-------- PASSAGE GIVEN
# Lenovo IdeaPadA10 Upgrade?



## MisterMajestic (Aug 20, 2017)

Hello there,

So I have this issue. I have a Lenovo IdeaPad in fantastic condition (save for the fact that I broke the charger, but that's irrelevant). Let me throw some specs out there:

*Model number:*
IdeaPadA10​*Android Version:*
4.2.2​*Kernel version:*
3.0.36+
[email protected] #1
Tue Dec 3 09:21:59 CST 2013​*Build number:*
JDQ39.A10_S020_131203​*EC version:*
00 36​(And then the BID & UUID I don't feel like typing... It's a lot of numbers)

Now, my issue with this device is that it's incredibly badly supported. It's "fully updated" at Android version 4.2.2 as seen above, which is quite out of date. I have performed a factory reset and apparently there's no further updated version for this device beyond what it had when it rolled off the assembly line. Which is sad.
----------------
AIM 1: Reproduce verbatim the portion of the IdeaPad A10 upgrade post from "Now, my issue" to "Which is sad.".
AIM 2: Pick up the IdeaPad A10 upgrade post after its final sentence and continue it.
-------- DATA ROWS
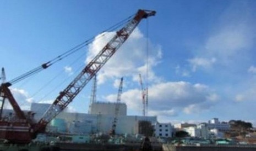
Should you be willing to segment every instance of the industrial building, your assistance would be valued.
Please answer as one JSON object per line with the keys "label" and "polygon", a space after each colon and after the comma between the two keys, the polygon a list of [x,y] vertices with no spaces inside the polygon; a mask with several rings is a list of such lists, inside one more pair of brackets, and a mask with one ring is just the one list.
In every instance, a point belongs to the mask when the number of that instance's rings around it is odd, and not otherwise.
{"label": "industrial building", "polygon": [[174,128],[171,123],[156,123],[154,125],[155,137],[172,137],[174,135]]}
{"label": "industrial building", "polygon": [[[32,103],[31,111],[36,113],[35,119],[38,120],[50,107],[50,104]],[[90,114],[60,113],[48,125],[52,132],[70,133],[108,133],[111,129],[115,115],[115,103],[95,102],[91,105]],[[121,103],[116,132],[117,134],[139,133],[139,123],[148,121],[152,124],[157,123],[156,117],[127,115],[127,106]]]}

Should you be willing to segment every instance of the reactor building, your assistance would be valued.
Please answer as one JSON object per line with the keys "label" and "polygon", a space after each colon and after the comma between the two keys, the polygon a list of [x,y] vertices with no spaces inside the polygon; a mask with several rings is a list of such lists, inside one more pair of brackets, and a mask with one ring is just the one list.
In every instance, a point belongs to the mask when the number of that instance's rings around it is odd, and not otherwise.
{"label": "reactor building", "polygon": [[[52,132],[73,134],[109,133],[114,120],[116,103],[94,102],[89,113],[62,112],[48,124],[48,130]],[[31,111],[36,113],[35,119],[40,119],[50,104],[32,103]],[[125,103],[119,105],[116,127],[117,134],[139,133],[139,123],[147,121],[157,123],[156,117],[127,115]]]}

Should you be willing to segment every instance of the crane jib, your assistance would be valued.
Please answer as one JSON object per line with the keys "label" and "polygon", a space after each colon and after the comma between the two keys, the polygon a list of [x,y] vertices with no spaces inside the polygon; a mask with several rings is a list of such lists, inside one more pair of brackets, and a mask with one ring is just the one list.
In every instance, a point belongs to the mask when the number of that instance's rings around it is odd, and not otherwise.
{"label": "crane jib", "polygon": [[155,11],[139,10],[126,26],[116,32],[116,34],[99,54],[88,64],[66,89],[55,100],[53,104],[45,113],[40,123],[45,127],[78,94],[90,80],[105,64],[121,45],[127,39],[142,19],[155,15]]}
{"label": "crane jib", "polygon": [[[13,97],[8,86],[10,86],[13,83],[20,81],[32,74],[37,73],[43,69],[47,68],[52,64],[54,63],[55,61],[56,61],[56,60],[61,59],[61,57],[58,57],[53,60],[52,62],[50,61],[42,64],[41,66],[17,77],[10,82],[3,83],[0,85],[0,97],[2,97],[3,100],[5,98],[9,100],[19,119],[23,121],[23,123],[17,123],[17,124],[19,124],[21,126],[23,126],[22,127],[28,129],[28,130],[29,129],[30,130],[29,132],[19,132],[20,133],[19,135],[24,135],[24,136],[25,138],[14,137],[11,133],[3,133],[0,132],[0,138],[7,139],[15,143],[28,143],[31,140],[32,137],[36,136],[39,132],[44,132],[47,124],[65,109],[73,100],[77,95],[81,91],[83,88],[85,86],[93,77],[96,75],[97,72],[128,38],[140,21],[143,19],[146,19],[149,16],[154,16],[155,14],[156,11],[155,11],[139,10],[134,18],[128,22],[122,28],[116,32],[116,35],[115,35],[102,50],[99,51],[98,54],[88,63],[66,88],[59,93],[59,95],[53,101],[53,103],[51,105],[39,121],[37,123],[32,123],[31,120],[27,119],[24,112],[21,110],[17,103],[15,98]],[[76,49],[77,48],[75,48]],[[74,49],[74,51],[77,50],[75,49]],[[67,54],[64,54],[64,56],[62,57],[65,57],[68,54],[68,53],[67,53]],[[2,76],[1,78],[2,79],[4,79],[4,76]],[[120,95],[122,92],[122,79],[121,79],[121,84],[119,88],[119,94]],[[121,96],[118,96],[117,101],[118,102],[120,101],[120,97]],[[119,111],[118,106],[119,104],[117,104],[115,110],[116,113],[118,113]],[[117,113],[116,113],[116,115],[117,115]],[[116,115],[112,125],[113,130],[115,130],[116,127],[117,120],[117,119]],[[6,125],[8,124],[7,121],[4,121],[4,123],[2,123],[1,124]],[[14,130],[15,130],[14,129]]]}

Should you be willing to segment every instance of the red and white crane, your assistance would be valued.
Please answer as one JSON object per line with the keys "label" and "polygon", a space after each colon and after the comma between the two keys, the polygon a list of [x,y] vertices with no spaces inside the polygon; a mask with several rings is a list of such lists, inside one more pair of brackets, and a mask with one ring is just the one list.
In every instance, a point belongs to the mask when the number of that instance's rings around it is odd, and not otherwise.
{"label": "red and white crane", "polygon": [[[33,123],[30,112],[25,113],[20,109],[8,88],[12,85],[12,83],[1,84],[0,97],[9,100],[18,120],[0,120],[0,138],[6,139],[16,143],[27,143],[30,142],[38,133],[44,132],[46,125],[73,100],[127,39],[140,21],[143,19],[155,15],[155,11],[139,10],[134,17],[124,27],[116,32],[110,42],[86,65],[67,88],[59,92],[59,95],[38,123]],[[51,63],[47,62],[39,67],[39,68],[35,69],[35,71],[37,72],[41,69],[45,69],[51,65]],[[19,77],[15,81],[19,81],[31,73],[31,72],[30,72],[21,75],[22,76]]]}

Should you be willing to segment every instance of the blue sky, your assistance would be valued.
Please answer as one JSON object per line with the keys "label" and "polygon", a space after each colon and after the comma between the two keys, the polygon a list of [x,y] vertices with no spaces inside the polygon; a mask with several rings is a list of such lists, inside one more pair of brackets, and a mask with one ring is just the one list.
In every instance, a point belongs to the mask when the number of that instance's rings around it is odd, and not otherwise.
{"label": "blue sky", "polygon": [[[128,114],[141,115],[141,73],[149,85],[148,114],[160,122],[219,118],[255,125],[255,1],[0,1],[0,66],[13,79],[139,9],[157,13],[141,21],[100,71],[97,100],[116,101],[123,76],[122,101]],[[106,35],[13,85],[23,108],[52,102],[113,32]],[[87,113],[91,91],[90,83],[69,109]]]}

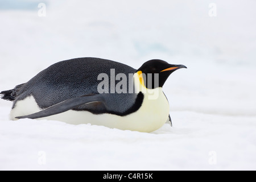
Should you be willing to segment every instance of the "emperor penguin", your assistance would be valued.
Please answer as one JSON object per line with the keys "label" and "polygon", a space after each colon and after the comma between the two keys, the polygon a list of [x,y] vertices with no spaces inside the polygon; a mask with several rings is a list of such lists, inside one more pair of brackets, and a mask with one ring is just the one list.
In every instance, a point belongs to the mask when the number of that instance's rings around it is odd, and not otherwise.
{"label": "emperor penguin", "polygon": [[187,67],[158,59],[135,69],[106,59],[77,58],[53,64],[0,94],[13,101],[11,120],[55,120],[149,133],[171,123],[163,86],[180,68]]}

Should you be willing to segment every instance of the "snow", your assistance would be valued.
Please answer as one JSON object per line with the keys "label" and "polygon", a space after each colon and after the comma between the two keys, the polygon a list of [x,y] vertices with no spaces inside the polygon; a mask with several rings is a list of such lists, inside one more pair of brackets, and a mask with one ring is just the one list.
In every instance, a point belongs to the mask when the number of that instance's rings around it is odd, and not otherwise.
{"label": "snow", "polygon": [[74,57],[188,69],[163,88],[174,127],[151,133],[11,121],[1,100],[1,170],[256,169],[254,1],[42,1],[46,17],[30,1],[0,8],[1,90]]}

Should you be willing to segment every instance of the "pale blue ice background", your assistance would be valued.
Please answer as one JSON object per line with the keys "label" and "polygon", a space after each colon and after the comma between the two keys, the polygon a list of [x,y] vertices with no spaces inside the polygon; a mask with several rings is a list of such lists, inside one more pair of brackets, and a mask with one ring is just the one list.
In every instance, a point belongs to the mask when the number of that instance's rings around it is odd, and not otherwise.
{"label": "pale blue ice background", "polygon": [[[38,14],[41,2],[46,17]],[[255,7],[253,0],[1,1],[1,90],[79,57],[134,68],[160,59],[188,69],[164,85],[174,127],[152,134],[10,121],[11,103],[0,101],[0,169],[255,170]]]}

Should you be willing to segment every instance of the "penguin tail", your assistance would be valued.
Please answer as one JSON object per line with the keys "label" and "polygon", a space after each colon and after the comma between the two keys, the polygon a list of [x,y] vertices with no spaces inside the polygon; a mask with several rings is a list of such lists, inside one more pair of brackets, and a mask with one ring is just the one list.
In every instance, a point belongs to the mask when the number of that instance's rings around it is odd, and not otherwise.
{"label": "penguin tail", "polygon": [[23,85],[24,84],[20,84],[16,86],[16,87],[13,89],[0,92],[0,95],[2,95],[1,96],[1,98],[10,101],[14,101],[17,97],[18,92]]}

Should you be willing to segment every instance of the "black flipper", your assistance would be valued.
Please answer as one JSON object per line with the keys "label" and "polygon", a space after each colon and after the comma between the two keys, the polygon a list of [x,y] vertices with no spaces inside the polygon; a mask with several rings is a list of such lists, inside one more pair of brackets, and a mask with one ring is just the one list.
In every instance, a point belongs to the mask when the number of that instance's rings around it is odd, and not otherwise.
{"label": "black flipper", "polygon": [[89,104],[94,102],[100,102],[105,104],[105,100],[104,98],[104,96],[106,95],[105,94],[95,95],[90,94],[79,97],[72,98],[49,107],[48,107],[47,109],[46,109],[45,110],[40,111],[38,113],[27,115],[17,117],[15,118],[38,119],[62,113],[85,104]]}

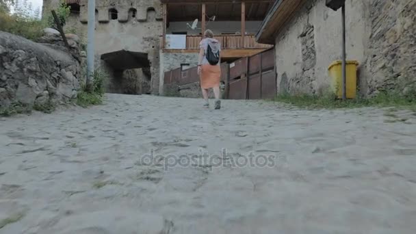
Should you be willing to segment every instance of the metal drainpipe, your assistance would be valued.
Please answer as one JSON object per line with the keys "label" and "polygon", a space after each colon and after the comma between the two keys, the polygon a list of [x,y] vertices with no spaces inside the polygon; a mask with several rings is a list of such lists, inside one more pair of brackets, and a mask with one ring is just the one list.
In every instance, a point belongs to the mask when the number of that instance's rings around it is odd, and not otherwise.
{"label": "metal drainpipe", "polygon": [[346,4],[342,6],[342,100],[346,99]]}

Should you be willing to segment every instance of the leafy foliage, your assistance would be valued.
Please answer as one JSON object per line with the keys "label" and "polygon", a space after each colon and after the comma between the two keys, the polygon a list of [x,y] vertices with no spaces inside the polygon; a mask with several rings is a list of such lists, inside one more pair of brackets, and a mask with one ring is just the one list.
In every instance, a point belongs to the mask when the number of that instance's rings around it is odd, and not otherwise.
{"label": "leafy foliage", "polygon": [[416,109],[416,90],[411,90],[406,94],[398,91],[381,91],[369,99],[358,97],[355,99],[346,101],[337,99],[335,94],[330,92],[322,96],[281,94],[278,95],[274,101],[309,109],[356,108],[376,106]]}
{"label": "leafy foliage", "polygon": [[[12,12],[10,9],[12,8]],[[70,7],[62,1],[55,9],[60,21],[64,24],[70,13]],[[47,10],[40,19],[40,9],[33,9],[27,0],[0,0],[0,31],[7,31],[36,40],[40,38],[45,27],[56,28],[52,13]]]}
{"label": "leafy foliage", "polygon": [[105,92],[104,87],[107,78],[107,75],[105,73],[99,69],[96,70],[92,75],[92,86],[87,87],[85,83],[81,85],[81,89],[78,92],[77,105],[87,107],[90,105],[101,104]]}

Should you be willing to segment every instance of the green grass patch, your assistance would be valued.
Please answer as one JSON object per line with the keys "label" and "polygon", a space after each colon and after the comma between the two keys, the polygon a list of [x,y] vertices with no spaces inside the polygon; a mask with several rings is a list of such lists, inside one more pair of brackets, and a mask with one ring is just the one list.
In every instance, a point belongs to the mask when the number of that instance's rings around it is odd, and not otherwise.
{"label": "green grass patch", "polygon": [[49,101],[44,105],[35,104],[34,105],[34,110],[48,114],[52,113],[55,109],[55,108],[56,106],[50,101]]}
{"label": "green grass patch", "polygon": [[103,97],[101,95],[81,90],[78,92],[77,105],[84,108],[90,105],[100,105],[103,103],[102,99]]}
{"label": "green grass patch", "polygon": [[18,114],[29,114],[31,109],[27,105],[16,103],[5,108],[0,107],[0,116],[12,116]]}
{"label": "green grass patch", "polygon": [[105,73],[96,70],[92,75],[92,85],[88,86],[85,83],[81,84],[77,97],[77,105],[85,108],[102,104],[105,93],[104,83],[107,79]]}
{"label": "green grass patch", "polygon": [[[290,95],[282,94],[278,95],[274,101],[290,104],[298,107],[308,109],[343,109],[359,108],[365,107],[388,107],[395,109],[410,109],[416,112],[416,90],[414,94],[402,95],[395,92],[380,92],[377,95],[363,99],[340,100],[335,94],[326,93],[324,95],[299,94]],[[393,115],[387,113],[386,115]],[[392,117],[393,117],[392,116]]]}

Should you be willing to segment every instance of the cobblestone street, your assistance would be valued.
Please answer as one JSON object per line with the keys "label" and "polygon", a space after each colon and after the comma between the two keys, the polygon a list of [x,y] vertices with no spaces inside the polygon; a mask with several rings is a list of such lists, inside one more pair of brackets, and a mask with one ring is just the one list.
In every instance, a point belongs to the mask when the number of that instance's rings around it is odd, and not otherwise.
{"label": "cobblestone street", "polygon": [[0,233],[415,233],[414,113],[203,105],[0,118]]}

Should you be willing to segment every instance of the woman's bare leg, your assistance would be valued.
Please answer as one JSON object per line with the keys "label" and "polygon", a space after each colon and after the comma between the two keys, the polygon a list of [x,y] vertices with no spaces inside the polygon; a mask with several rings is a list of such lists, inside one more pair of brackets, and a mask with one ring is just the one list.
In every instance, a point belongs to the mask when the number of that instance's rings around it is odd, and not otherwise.
{"label": "woman's bare leg", "polygon": [[213,96],[216,99],[220,99],[220,86],[213,88]]}
{"label": "woman's bare leg", "polygon": [[208,103],[208,89],[201,88],[203,91],[203,97],[205,100],[205,104]]}
{"label": "woman's bare leg", "polygon": [[213,90],[213,95],[216,97],[215,102],[215,109],[220,109],[221,108],[221,101],[220,101],[220,86],[214,87]]}

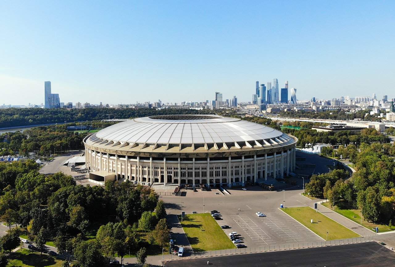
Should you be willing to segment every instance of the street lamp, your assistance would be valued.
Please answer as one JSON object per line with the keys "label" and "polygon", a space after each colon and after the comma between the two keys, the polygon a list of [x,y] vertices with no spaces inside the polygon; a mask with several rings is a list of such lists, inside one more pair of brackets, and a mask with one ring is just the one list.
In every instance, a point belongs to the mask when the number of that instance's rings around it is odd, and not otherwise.
{"label": "street lamp", "polygon": [[284,203],[284,208],[285,208],[285,190],[282,190],[281,191],[284,192],[284,200],[283,202]]}
{"label": "street lamp", "polygon": [[204,213],[204,194],[203,194],[203,213]]}
{"label": "street lamp", "polygon": [[164,260],[164,258],[163,257],[163,251],[165,250],[164,248],[162,248],[162,267],[165,266],[165,262]]}

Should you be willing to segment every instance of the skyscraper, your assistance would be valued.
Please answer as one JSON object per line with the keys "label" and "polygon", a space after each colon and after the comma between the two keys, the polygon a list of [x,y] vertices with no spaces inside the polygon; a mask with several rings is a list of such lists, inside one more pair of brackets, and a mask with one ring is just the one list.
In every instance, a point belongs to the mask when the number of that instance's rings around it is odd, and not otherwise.
{"label": "skyscraper", "polygon": [[259,87],[259,97],[262,98],[262,102],[258,103],[258,104],[262,103],[265,103],[266,101],[266,87],[263,83]]}
{"label": "skyscraper", "polygon": [[285,82],[285,87],[281,88],[281,103],[288,103],[288,81]]}
{"label": "skyscraper", "polygon": [[291,104],[296,104],[296,88],[291,88]]}
{"label": "skyscraper", "polygon": [[271,82],[270,81],[268,81],[267,83],[267,98],[266,100],[267,101],[267,104],[271,104],[272,103],[272,88],[271,88]]}
{"label": "skyscraper", "polygon": [[[276,79],[273,79],[273,87],[274,87],[274,92],[272,92],[272,94],[274,93],[274,102],[277,103],[279,101],[278,93],[278,80]],[[273,99],[273,96],[272,96],[272,100]]]}
{"label": "skyscraper", "polygon": [[51,81],[44,82],[44,107],[45,108],[51,108],[50,103],[51,102]]}

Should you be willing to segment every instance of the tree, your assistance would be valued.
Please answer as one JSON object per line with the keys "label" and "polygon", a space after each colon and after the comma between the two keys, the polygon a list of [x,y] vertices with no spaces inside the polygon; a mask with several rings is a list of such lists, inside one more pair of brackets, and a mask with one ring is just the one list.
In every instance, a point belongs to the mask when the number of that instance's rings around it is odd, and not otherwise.
{"label": "tree", "polygon": [[0,238],[0,248],[11,252],[17,248],[21,242],[19,234],[19,228],[13,228],[10,230],[9,233]]}
{"label": "tree", "polygon": [[18,213],[13,210],[9,208],[6,211],[6,213],[0,217],[0,221],[5,222],[8,225],[9,229],[11,229],[11,225],[17,220]]}
{"label": "tree", "polygon": [[81,242],[74,251],[74,257],[81,267],[102,266],[104,257],[100,252],[100,244],[95,239]]}
{"label": "tree", "polygon": [[158,219],[160,220],[166,217],[166,210],[165,209],[165,205],[163,200],[160,200],[158,202],[155,209]]}
{"label": "tree", "polygon": [[169,231],[166,219],[161,219],[159,220],[152,233],[155,241],[162,248],[168,245]]}
{"label": "tree", "polygon": [[58,249],[58,252],[59,254],[63,254],[63,257],[65,259],[66,256],[64,254],[66,252],[66,238],[63,235],[56,237],[54,240],[53,244]]}
{"label": "tree", "polygon": [[145,263],[145,260],[147,258],[147,250],[145,248],[141,248],[139,250],[136,255],[136,258],[137,258],[137,263],[144,265]]}
{"label": "tree", "polygon": [[36,238],[36,240],[34,240],[37,248],[41,252],[41,255],[43,254],[43,250],[44,250],[45,246],[45,229],[43,227],[41,227],[41,229],[40,229],[40,232],[38,232],[38,234],[37,235],[37,236]]}
{"label": "tree", "polygon": [[4,251],[0,250],[0,267],[7,267],[8,265],[8,255]]}

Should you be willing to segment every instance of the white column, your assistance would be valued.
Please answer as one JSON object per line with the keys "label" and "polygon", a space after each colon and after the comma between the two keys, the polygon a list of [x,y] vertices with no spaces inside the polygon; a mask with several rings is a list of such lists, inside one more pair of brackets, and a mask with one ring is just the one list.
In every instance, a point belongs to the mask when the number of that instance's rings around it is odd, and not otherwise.
{"label": "white column", "polygon": [[292,166],[292,171],[295,170],[295,167],[296,166],[296,149],[295,148],[293,148],[293,166]]}
{"label": "white column", "polygon": [[137,177],[136,180],[137,183],[140,183],[140,157],[137,157],[137,167],[136,169],[136,177]]}
{"label": "white column", "polygon": [[244,186],[244,156],[241,156],[241,185]]}
{"label": "white column", "polygon": [[181,186],[181,159],[178,158],[178,186]]}
{"label": "white column", "polygon": [[258,178],[258,174],[257,173],[257,171],[258,168],[256,166],[256,155],[254,155],[254,184],[256,182],[256,179]]}
{"label": "white column", "polygon": [[118,179],[118,155],[115,154],[115,177]]}
{"label": "white column", "polygon": [[286,169],[287,176],[288,176],[290,174],[290,150],[288,150],[287,151],[287,167]]}
{"label": "white column", "polygon": [[195,158],[192,159],[192,179],[193,179],[193,187],[195,187]]}
{"label": "white column", "polygon": [[265,154],[265,180],[267,180],[267,154]]}
{"label": "white column", "polygon": [[129,168],[128,167],[128,156],[126,156],[125,157],[125,180],[127,180],[128,179],[128,172],[129,171]]}
{"label": "white column", "polygon": [[274,167],[274,171],[273,172],[273,178],[276,179],[277,178],[277,164],[276,164],[276,152],[273,153],[273,157],[274,159],[274,163],[273,166]]}
{"label": "white column", "polygon": [[152,184],[152,176],[153,170],[152,169],[152,157],[150,157],[149,158],[149,182],[151,184]]}
{"label": "white column", "polygon": [[207,186],[210,186],[210,158],[207,158]]}
{"label": "white column", "polygon": [[166,169],[166,158],[163,158],[163,182],[166,186],[166,180],[167,179],[167,170]]}
{"label": "white column", "polygon": [[280,173],[280,177],[281,178],[284,178],[284,151],[281,151],[281,161],[280,165],[281,171]]}

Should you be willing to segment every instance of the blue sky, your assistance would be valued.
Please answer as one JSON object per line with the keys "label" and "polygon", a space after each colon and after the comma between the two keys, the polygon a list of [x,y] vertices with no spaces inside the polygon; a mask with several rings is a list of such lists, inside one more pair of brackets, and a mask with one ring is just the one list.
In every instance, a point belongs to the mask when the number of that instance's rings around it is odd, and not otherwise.
{"label": "blue sky", "polygon": [[395,1],[0,1],[0,105],[395,97]]}

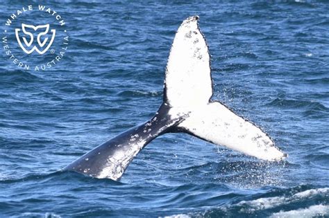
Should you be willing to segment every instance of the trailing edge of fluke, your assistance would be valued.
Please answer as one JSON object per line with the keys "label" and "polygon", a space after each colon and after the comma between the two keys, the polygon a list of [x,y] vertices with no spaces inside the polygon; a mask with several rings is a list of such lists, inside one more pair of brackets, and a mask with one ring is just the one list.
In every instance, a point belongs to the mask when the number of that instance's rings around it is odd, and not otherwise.
{"label": "trailing edge of fluke", "polygon": [[119,180],[138,152],[166,133],[184,132],[267,161],[287,155],[253,123],[213,94],[208,47],[198,16],[186,19],[176,34],[166,69],[163,102],[149,121],[96,147],[65,170]]}

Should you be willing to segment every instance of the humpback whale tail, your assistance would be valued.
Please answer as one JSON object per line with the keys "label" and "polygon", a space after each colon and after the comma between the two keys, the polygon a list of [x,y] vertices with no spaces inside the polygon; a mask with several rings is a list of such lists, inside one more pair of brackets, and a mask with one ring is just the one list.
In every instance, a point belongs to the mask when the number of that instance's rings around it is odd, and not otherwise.
{"label": "humpback whale tail", "polygon": [[187,133],[263,160],[280,161],[286,156],[260,128],[219,102],[210,100],[210,55],[197,16],[187,18],[176,34],[166,69],[164,101],[155,115],[65,170],[118,180],[143,147],[168,132]]}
----------------
TASK RESULT 1:
Now, my issue with this device is that it's incredibly badly supported. It's "fully updated" at Android version 4.2.2 as seen above, which is quite out of date. I have performed a factory reset and apparently there's no further updated version for this device beyond what it had when it rolled off the assembly line. Which is sad.

TASK RESULT 2:
My question is, is it possible to bypass this awfulness by perhaps manually flashing an update onto it? I wouldn't even know if that'd be possible in this case. I don't know much about this subject at all. But maybe even through rooting a new OS can be installed onto it? This is one of those tablets crossed with a laptop kind of things, so maybe there's a user-made OS out there that's compatible with this device. Any help would be appreciated.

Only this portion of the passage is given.